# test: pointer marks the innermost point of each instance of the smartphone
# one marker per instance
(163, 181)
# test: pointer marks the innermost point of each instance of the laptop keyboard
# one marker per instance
++++
Write the data out again, replacing "innermost point" with "center point" everywhere it appears. Keep everything else the same.

# test: pointer marks the center point of each instance of the smartphone
# one marker per instance
(163, 181)
# test: pointer marks the center point of each instance of the laptop keyboard
# one marker per instance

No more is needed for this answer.